Participants then rated their concerns with hiring people with IDD on a 3-point scale (1 = not a concern, 2 = somewhat of a concern, 3 = major concern). An example concern was ‘people with IDD may not be as safe and productive as other workers’. Participants then rated which hiring strategies (e.g., mentoring, assistive technology, disability awareness training, flexible work schedules) would be helpful on a 3-point scale (1 = not very helpful, 2 = somewhat helpful, 3 = very helpful). Last, participants rated their challenges with the retention (e.g., lack of advancement potential, the actual cost of accommodating a disability, attitudes of customers) of employees with IDD (1 = not a challenge, 2 = somewhat a challenge, 3 = major challenge). Demographics such as age, sex, education, race, ethnicity, occupation, industry sector, and company size were also gathered. Descriptive statistics were conducted on all preconference survey questions.
An ordinal logistic regression was conducted on all questions involving three response categories (e.g., major concern, somewhat of a concern, and not a concern) to examine whether responses differed by various demographic variables. Finally, satisfaction with the overall conference was assessed with a post-survey asking participants to rate nine satisfaction items on a 5-point Likert scale ranging from 1 (very dissatisfied) to 5 (very satisfied). Finally, participants also responded to two items asking whether the conference changed their ideas/attitudes towards disability and whether they are more likely to employ individuals with IDD after the conference.
#####
## Short task A
In the passage on the employer survey, how many satisfaction items did participants rate after the conference?
## Short task B
From the passage on the employer survey, extract the stretch from "An ordinal logistic" through "after the conference.".
The data that comes next plays no part in this work.
#####
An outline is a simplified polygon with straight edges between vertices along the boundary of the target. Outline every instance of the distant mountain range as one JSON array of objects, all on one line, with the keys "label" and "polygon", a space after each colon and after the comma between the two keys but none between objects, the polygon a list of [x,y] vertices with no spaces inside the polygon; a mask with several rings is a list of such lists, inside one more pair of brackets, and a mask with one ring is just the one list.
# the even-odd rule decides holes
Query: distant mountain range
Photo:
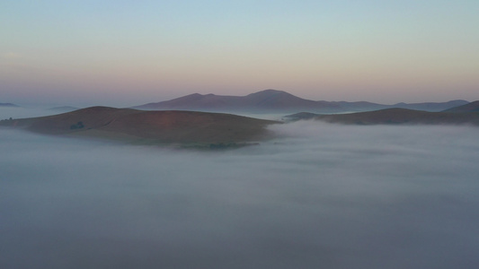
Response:
[{"label": "distant mountain range", "polygon": [[220,147],[268,137],[266,126],[277,123],[221,113],[92,107],[54,116],[2,120],[0,126],[131,143],[212,143]]},{"label": "distant mountain range", "polygon": [[473,125],[479,126],[479,101],[441,112],[407,108],[386,108],[349,114],[318,115],[301,112],[285,117],[288,120],[315,119],[349,125]]},{"label": "distant mountain range", "polygon": [[145,110],[174,109],[257,113],[294,113],[301,111],[313,113],[344,113],[392,108],[441,111],[467,103],[468,101],[462,100],[448,102],[397,103],[395,105],[383,105],[367,101],[310,100],[283,91],[265,90],[246,96],[203,95],[194,93],[171,100],[137,106],[133,107],[133,108]]}]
#####
## Expected output A
Nine.

## Expected output B
An ordinal logistic regression was conducted on all questions involving three response categories (e.g., major concern, somewhat of a concern, and not a concern) to examine whether responses differed by various demographic variables. Finally, satisfaction with the overall conference was assessed with a post-survey asking participants to rate nine satisfaction items on a 5-point Likert scale ranging from 1 (very dissatisfied) to 5 (very satisfied). Finally, participants also responded to two items asking whether the conference changed their ideas/attitudes towards disability and whether they are more likely to employ individuals with IDD after the conference.